Natural-language object grounding data
--------------------------------
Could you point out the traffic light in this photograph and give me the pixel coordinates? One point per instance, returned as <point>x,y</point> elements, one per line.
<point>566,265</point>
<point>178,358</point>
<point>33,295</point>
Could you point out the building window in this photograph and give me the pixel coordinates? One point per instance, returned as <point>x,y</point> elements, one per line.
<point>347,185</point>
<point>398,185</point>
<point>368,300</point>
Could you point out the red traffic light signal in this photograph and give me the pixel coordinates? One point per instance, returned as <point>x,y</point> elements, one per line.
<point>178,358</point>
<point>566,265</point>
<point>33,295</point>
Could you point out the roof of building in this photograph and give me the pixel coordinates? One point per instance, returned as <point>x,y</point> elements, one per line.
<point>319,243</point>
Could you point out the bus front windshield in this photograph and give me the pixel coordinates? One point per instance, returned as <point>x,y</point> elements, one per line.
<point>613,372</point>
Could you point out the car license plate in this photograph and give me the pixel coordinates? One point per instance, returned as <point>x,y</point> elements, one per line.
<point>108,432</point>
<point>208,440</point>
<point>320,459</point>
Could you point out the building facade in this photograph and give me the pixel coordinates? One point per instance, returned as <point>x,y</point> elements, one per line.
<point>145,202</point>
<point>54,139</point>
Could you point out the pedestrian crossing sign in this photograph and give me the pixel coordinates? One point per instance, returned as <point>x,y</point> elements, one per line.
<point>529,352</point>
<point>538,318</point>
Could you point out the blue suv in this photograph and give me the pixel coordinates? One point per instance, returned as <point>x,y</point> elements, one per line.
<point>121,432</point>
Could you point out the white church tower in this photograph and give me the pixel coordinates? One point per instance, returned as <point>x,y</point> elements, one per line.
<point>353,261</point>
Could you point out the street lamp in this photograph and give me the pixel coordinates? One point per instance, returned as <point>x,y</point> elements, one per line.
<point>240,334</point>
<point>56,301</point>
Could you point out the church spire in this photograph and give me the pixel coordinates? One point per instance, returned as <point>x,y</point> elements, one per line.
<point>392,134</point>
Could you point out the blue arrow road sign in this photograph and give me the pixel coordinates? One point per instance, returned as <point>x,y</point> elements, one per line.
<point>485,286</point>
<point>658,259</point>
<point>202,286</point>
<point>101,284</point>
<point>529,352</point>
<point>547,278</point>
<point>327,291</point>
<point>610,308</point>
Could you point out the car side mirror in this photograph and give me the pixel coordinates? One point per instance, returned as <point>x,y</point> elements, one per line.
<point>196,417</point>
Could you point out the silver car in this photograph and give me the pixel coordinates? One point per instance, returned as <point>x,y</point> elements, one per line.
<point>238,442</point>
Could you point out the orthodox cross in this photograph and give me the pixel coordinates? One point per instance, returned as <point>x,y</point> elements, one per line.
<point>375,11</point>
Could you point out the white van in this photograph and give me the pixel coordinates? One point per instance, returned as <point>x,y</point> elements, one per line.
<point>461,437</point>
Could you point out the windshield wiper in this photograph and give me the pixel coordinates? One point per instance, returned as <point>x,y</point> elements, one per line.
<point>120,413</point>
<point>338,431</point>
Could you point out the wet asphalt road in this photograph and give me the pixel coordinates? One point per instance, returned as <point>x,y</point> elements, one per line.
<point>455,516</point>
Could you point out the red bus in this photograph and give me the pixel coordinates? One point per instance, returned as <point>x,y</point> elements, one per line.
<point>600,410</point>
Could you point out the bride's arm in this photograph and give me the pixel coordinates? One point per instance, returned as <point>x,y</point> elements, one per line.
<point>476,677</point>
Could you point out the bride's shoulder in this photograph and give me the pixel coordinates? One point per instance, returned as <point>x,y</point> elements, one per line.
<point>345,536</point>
--------------------------------
## EXERCISE:
Write all the records out again. Nothing may differ from the original.

## SOLUTION:
Could you point out the traffic light in this photograph and give me the pixel coordinates? One point per instance, returned as <point>x,y</point> elements, one per line.
<point>566,265</point>
<point>178,358</point>
<point>33,295</point>
Could you point out the building window in this photograph and give me the pixel coordinates? One point per instance, returned as <point>x,y</point> elements, one per line.
<point>347,185</point>
<point>398,185</point>
<point>368,300</point>
Could you point out the red traffic light signal in this photograph and give me the pixel coordinates? One point per instance, returned as <point>x,y</point> elements, one per line.
<point>178,358</point>
<point>566,265</point>
<point>33,295</point>
Could you point out the roof of building in this photograph and give me the pixel coordinates? One point per instance, returned as <point>x,y</point> elements, one per line.
<point>319,243</point>
Could you point out the bus front windshield in this photograph and give me the pixel coordinates? One point per instance, returned as <point>x,y</point> elements, one per line.
<point>613,372</point>
Could you point out the car license plate in this photograph and give me the pixel coordinates? One point per instance, returned as <point>x,y</point> elements, one per line.
<point>108,432</point>
<point>208,440</point>
<point>320,459</point>
Could you point out the building facade in this photograph and give me the pixel coordinates? One point per instance, returned as <point>x,y</point> elements, one per line.
<point>145,202</point>
<point>54,139</point>
Could you point out the pedestrian crossing sign in this photograph and give me the pixel coordinates? One point per instance, returned as <point>x,y</point> elements, one per line.
<point>529,352</point>
<point>538,318</point>
Could you point out the blue suv in this photograph and give me the pixel coordinates? One point per instance, returned as <point>x,y</point> elements, one per line.
<point>121,432</point>
Could you point out the white church tower in this photograph and give me the pixel coordinates? One point per instance, returned as <point>x,y</point> elements, one per line.
<point>353,261</point>
Could you point out the street lamp in this photograph and give me the pixel coordinates? One point per instance, returned as <point>x,y</point> elements, one per line.
<point>240,334</point>
<point>56,301</point>
Could you point out the church spire in this photograph and give me the pixel coordinates? One point per instance, returned as <point>x,y</point> elements, one per line.
<point>392,134</point>
Could you point out the blue arrow road sign in this photograph and give me the pixel coordinates? One point per instance, returned as <point>x,y</point> elements, one per line.
<point>485,286</point>
<point>658,259</point>
<point>202,286</point>
<point>101,284</point>
<point>529,352</point>
<point>547,278</point>
<point>327,291</point>
<point>610,308</point>
Could you point out the car side mirror in this photograph and give me the pixel coordinates? One point per instance, returned as <point>x,y</point> elements, one per line.
<point>196,417</point>
Could you point out the silver car in this photograph and give me the pixel coordinates? One point per instance, returned as <point>x,y</point> elements, one per line.
<point>238,442</point>
Could you point out the orthodox cross in this photograph and give me the pixel coordinates? One point per instance, returned as <point>x,y</point> elements, one per line.
<point>375,11</point>
Could you point out the white van in this photograph and give me the pixel coordinates? One point per instance, returned as <point>x,y</point> elements, one per line.
<point>461,437</point>
Could you point out the windshield wiper in this photograph and give me the pixel coordinates? One point per instance, returned as <point>x,y</point> elements, one per line.
<point>120,413</point>
<point>338,431</point>
Could you point out the wet asphalt road in this photograph and give me the pixel coordinates? One point per instance, returned as <point>x,y</point> elements, one per line.
<point>455,516</point>
Could you point out the red bus in this photograph and give me the pixel coordinates? One point per instance, returned as <point>x,y</point> elements, one per line.
<point>600,410</point>
Could you point out the bride's arm in this photograph and give me the pixel coordinates? One point per instance, returned as <point>x,y</point> elements, one per line.
<point>476,677</point>
Could you point out the bride's shoulder in this photograph and give me the pixel coordinates? One point per instance, returned as <point>x,y</point> elements, one per line.
<point>345,536</point>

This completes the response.